◆ **WRITTEN INSTRUCTION**
Lay out every line of the records below as a numbered list, skipping any blank lines. Leave the pictures out of your answer.

━━━ MATERIAL SUPPLIED ━━━

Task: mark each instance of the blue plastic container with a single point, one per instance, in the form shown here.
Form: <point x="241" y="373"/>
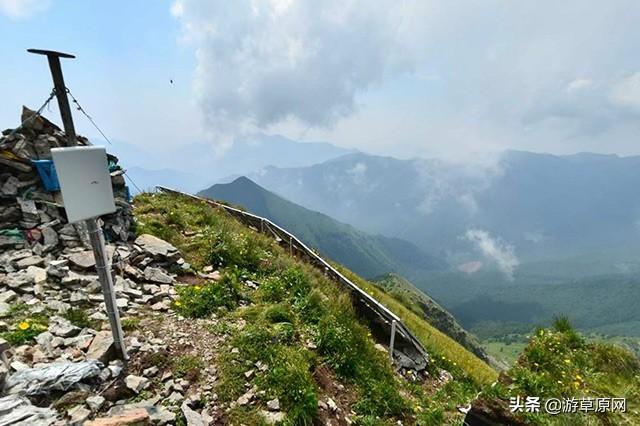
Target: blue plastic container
<point x="47" y="171"/>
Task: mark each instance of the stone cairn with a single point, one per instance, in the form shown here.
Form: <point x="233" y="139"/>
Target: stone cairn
<point x="48" y="268"/>
<point x="32" y="217"/>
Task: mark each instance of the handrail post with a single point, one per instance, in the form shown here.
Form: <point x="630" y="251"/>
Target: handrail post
<point x="393" y="339"/>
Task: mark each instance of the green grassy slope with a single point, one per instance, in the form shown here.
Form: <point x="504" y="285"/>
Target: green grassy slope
<point x="365" y="254"/>
<point x="423" y="305"/>
<point x="607" y="303"/>
<point x="298" y="321"/>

━━━

◆ **IN RESPONSE**
1. Task: mark each instance of the blue plastic container with a single point, one per instance, in the form shown here.
2. Form: <point x="241" y="373"/>
3. Target: blue plastic container
4. <point x="47" y="171"/>
5. Task: mark each instance of the stone cairn with a single point, one per instance, in the form shown here.
6. Form: <point x="233" y="139"/>
7. Target: stone cairn
8. <point x="48" y="268"/>
9. <point x="32" y="217"/>
10. Task: mark each instance of the handrail post with a single point, one per instance, in the form shown here.
11. Form: <point x="630" y="251"/>
12. Target: handrail post
13. <point x="393" y="339"/>
14. Task: mark each instance of the green grassy slope with a single point, one per instance, in the form shown here.
15. Form: <point x="504" y="285"/>
16. Target: green grassy slope
17. <point x="365" y="254"/>
18. <point x="423" y="305"/>
19. <point x="607" y="303"/>
20. <point x="298" y="321"/>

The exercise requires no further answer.